[本文セクション]:
'''

6014.ブータン紀行その3



ブータン紀行その3           
               平成30年(2018)7月20日(金)
                「地球に謙虚に」運動代表 
                                               仲津 英治
   去る5月11日(金)から17日(木)まで、妻の希望もあって国民総幸
福量=GNH(Gross National Happiness)の国と自称するブータン王国
へ行って参りました。ブータン国内では4泊し、国の在り方、国民
生活の過ごし方など、大いに勉強になりました。
 表面的だと思いますが、こういう世界があるということと強く認識
した次第です。今回はブータン紀行その3です。多いものとして、鉱
物資源、素朴ながら豊かな食事、豊かな植生そして自然災害に触れ
たいと思います。宜しくお付き合い下さい。

'''

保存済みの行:
'''

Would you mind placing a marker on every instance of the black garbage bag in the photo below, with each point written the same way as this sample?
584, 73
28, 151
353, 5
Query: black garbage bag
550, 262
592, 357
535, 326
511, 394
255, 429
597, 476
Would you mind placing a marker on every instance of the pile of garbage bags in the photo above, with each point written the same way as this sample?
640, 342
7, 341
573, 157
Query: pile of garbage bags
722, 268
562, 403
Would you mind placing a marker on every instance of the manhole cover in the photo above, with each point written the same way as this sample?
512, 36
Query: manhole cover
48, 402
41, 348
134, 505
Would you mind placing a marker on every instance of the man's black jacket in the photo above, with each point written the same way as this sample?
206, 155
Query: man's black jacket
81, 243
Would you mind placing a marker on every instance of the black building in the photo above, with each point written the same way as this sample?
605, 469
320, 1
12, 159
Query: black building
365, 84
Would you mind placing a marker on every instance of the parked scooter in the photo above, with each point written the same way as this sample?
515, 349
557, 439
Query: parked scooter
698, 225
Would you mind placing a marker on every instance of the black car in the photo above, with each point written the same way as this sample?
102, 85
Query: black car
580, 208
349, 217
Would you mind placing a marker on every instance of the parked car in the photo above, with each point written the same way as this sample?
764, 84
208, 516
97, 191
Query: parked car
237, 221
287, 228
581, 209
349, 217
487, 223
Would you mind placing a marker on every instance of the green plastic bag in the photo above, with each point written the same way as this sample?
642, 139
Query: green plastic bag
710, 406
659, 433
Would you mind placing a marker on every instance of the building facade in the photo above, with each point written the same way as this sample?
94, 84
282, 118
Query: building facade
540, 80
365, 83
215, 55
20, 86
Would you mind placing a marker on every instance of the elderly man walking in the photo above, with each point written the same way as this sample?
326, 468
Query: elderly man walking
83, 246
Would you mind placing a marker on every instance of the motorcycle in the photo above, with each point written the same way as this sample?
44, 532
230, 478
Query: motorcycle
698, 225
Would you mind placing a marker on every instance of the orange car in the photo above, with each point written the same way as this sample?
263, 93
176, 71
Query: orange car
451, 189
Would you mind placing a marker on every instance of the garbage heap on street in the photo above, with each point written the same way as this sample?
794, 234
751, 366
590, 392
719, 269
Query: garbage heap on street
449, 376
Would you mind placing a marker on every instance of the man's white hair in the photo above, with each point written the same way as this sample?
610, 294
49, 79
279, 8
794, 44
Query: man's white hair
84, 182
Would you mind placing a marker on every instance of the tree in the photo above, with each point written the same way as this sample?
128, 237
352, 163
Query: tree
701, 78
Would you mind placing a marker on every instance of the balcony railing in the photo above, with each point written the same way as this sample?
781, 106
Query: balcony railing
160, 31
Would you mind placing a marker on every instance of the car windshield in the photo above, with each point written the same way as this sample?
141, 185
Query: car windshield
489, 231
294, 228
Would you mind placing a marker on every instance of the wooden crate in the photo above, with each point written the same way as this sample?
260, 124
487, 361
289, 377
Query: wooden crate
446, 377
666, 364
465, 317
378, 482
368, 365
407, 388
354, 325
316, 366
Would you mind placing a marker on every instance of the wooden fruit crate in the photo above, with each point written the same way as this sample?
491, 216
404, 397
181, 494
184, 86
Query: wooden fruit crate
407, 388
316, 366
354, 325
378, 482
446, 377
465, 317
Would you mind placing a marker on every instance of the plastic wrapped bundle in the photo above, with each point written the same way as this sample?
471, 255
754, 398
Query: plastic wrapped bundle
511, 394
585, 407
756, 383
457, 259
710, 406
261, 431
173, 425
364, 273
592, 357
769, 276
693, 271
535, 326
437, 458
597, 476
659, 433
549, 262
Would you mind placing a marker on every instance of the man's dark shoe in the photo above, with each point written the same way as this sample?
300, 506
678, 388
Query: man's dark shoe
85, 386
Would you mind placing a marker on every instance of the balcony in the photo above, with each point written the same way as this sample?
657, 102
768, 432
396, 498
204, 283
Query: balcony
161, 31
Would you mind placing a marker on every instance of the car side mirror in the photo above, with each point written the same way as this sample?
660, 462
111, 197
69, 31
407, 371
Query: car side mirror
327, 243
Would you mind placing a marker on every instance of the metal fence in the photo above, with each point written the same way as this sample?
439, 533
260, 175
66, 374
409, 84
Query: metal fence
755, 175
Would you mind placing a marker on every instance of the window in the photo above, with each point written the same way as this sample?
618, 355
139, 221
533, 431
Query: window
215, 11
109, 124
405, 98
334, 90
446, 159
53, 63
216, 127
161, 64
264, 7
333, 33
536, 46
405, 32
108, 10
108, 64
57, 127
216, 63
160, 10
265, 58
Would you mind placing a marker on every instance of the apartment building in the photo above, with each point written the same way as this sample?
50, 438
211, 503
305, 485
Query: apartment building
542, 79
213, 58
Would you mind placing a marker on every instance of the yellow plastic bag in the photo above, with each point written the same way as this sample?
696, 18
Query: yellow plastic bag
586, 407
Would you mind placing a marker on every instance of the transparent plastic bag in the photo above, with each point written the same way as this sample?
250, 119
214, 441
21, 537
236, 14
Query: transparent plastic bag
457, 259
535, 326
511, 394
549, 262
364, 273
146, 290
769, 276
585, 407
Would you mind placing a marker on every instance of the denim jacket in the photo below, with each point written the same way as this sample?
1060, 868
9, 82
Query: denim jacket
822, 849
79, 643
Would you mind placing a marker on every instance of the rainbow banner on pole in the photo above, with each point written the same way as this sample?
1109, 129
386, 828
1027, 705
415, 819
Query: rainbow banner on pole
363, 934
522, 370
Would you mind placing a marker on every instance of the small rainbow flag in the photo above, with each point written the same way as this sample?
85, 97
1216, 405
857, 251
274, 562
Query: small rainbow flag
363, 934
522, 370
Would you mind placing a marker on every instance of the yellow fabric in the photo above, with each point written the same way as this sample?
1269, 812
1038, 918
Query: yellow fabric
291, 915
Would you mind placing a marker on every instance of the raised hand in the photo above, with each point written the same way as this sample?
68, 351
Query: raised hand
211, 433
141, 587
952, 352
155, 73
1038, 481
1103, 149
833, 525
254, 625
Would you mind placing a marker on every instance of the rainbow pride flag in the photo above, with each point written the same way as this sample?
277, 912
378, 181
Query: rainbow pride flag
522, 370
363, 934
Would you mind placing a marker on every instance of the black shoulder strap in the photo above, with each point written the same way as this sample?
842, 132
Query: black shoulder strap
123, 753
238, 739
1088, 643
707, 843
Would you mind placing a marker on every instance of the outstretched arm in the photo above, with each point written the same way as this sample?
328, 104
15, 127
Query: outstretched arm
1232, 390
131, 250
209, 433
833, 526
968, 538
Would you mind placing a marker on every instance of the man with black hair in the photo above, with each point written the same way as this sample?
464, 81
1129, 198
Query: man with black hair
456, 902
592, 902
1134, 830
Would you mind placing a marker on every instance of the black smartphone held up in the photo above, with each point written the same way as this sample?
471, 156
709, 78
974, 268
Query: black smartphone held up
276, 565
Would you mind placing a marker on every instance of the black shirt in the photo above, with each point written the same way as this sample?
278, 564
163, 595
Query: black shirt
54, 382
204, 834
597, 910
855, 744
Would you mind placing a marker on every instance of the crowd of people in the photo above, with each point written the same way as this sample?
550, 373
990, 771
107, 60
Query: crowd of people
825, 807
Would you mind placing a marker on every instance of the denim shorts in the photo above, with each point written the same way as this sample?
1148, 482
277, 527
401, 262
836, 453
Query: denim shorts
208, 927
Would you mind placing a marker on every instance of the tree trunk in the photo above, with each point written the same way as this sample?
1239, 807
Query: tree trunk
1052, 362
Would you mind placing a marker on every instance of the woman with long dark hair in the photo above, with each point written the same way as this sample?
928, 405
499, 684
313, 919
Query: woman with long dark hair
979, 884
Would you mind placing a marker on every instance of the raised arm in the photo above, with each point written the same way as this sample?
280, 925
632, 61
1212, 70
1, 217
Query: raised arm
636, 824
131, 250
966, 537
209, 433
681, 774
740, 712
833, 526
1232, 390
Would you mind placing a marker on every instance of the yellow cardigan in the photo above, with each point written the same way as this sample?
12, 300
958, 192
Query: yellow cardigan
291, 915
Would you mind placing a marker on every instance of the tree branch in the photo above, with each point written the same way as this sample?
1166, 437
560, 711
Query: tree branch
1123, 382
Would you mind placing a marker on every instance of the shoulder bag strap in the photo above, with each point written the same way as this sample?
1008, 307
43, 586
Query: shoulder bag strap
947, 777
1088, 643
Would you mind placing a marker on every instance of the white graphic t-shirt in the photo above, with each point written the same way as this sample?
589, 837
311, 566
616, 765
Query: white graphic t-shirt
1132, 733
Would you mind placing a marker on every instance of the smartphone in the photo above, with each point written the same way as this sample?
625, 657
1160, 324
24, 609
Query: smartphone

'''

[課題の要件]:
**A)** ブータン紀行の本文によると、筆者はブータン国内で何泊しましたか。
**B)** ブータン紀行の本文にある「去る5月11日(金)から17日(木)まで、妻の希望もあって国民総幸福量=GNH(Gross National Happiness)の国と自称するブータン王国へ行って参りました。」という一文を英語に翻訳してください。
**C)** ブータン紀行の本文が終わっているところから、その続きを書き上げてください。
これらの行は今回の作業に関係しません。

[演習の結果]:
**A)** 4泊しました。

**B)** From Friday, May 11 to Thursday, May 17, partly at my wife's request, I traveled to the Kingdom of Bhutan, which calls itself the country of Gross National Happiness (GNH).

**C)**
多いもの、豊富なもの 鉱物資源
  ある農家で敷石や大きな庭石で銀色に光る結晶が浮き出ている石
を見かけました。私は鹿児島県の鯛生金山跡、
島根県の石見銀山跡などを訪れたことがあり、山に鉱物が豊富であ
った場合の周辺の状況をある程度知っていますので、ガイドのプブ
ツェリンさんに伺うと、ブータンは専門家の調査により鉱物資源が
豊富であることが判っているとのことでした。しかも金銀銅、タン
グステンなどがかなり眠っているとのことですが、あまり手を付け
ていないそうです。その状態でも電力に次いで金属資源により外貨
収入を得ているとのことでした。

  ブータンは地震国ですが、ここ400年ほど安定しているそうです。
インド亜大陸がユーラシア大陸の下に潜り込むことによる造山活動
が静穏状態なのでしょうか。押し上げられた地層の中に豊富な鉱物
層があるのでしょう。ブータンの経済発展にこれら地下資源は活き
るでしょうが、しかし鉱業は公害を生みます。ヒマラヤの豊富な雪
解け水による清涼な流れが、鉱山の廃棄物で汚染される事態は避け
て欲しいものだと思いました。

 最後の日でしたか、ある農家の主婦の手料理を戴きました。外国人
向けに唐辛子辛さをかなり控えた料理でした。ブータン人は各種唐
辛子を使った飛切り辛い料理が好きです。プブツェリンさんに確認
すると、アジアでもナンバーワンの辛さとか、当初は胃腸の中のバ
イ菌の消毒のためだったそうですね。
 米・麦・粟・豆・黍(きび)の五穀を頂けたように思います。各
穀物を乾燥させ、混ぜた状態のものをスプーンで手に移して頂きま
した。蒸留酒の地酒とともに香ばしい味でした。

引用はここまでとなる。